%%
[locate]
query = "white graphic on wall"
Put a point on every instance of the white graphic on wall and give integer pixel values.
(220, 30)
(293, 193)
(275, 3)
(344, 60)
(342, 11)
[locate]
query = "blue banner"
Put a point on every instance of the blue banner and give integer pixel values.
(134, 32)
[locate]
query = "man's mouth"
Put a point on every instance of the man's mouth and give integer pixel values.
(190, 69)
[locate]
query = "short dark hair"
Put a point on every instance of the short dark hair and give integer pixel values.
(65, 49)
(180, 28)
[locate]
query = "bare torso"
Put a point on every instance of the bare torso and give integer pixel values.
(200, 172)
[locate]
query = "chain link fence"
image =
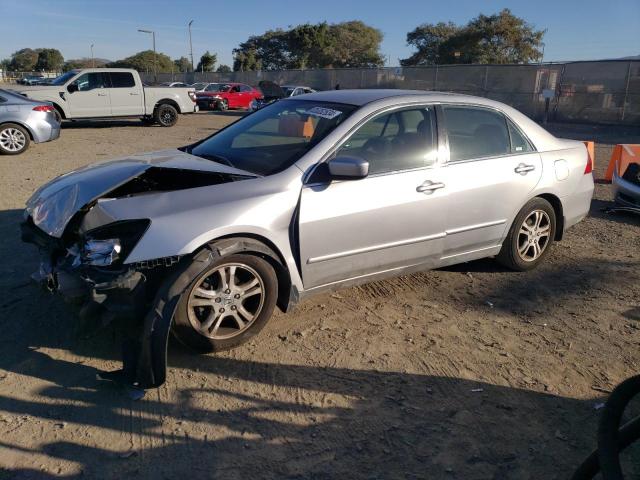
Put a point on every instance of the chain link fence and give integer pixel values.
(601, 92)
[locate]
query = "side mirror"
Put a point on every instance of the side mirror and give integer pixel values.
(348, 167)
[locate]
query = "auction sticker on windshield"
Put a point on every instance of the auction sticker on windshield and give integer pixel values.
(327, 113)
%%
◆ Task brief ◆
Transcribe every record above exactly as written, leaving out any pictures.

◆ Full output ◆
[locate]
query = "white graphic on wall"
Put a point on every instance of the white graphic on wall and give integer pixel values.
(220, 30)
(293, 193)
(275, 3)
(344, 60)
(342, 11)
[locate]
query = "blue banner"
Put a point on every instance of the blue banner and give integer pixel values.
(134, 32)
[locate]
query = "man's mouth"
Put a point on every instance of the man's mouth and give integer pixel values.
(190, 69)
[locate]
query = "short dark hair"
Put a point on every instance of the short dark hair and give integer pixel values.
(65, 49)
(180, 28)
[locate]
query = "bare torso"
Put a point on every instance of the bare torso and give integer pixel values.
(200, 172)
[locate]
query = "chain link fence"
image =
Put a point on every instance of the chain link fence and give integer pixel values.
(601, 92)
[locate]
query = "side mirror"
Put a point on every instance of the side mirror and give integer pixel values.
(348, 167)
[locate]
query = "auction sticker on windshield"
Put a point on every instance of the auction sticker on windshield and give integer pixel values.
(327, 113)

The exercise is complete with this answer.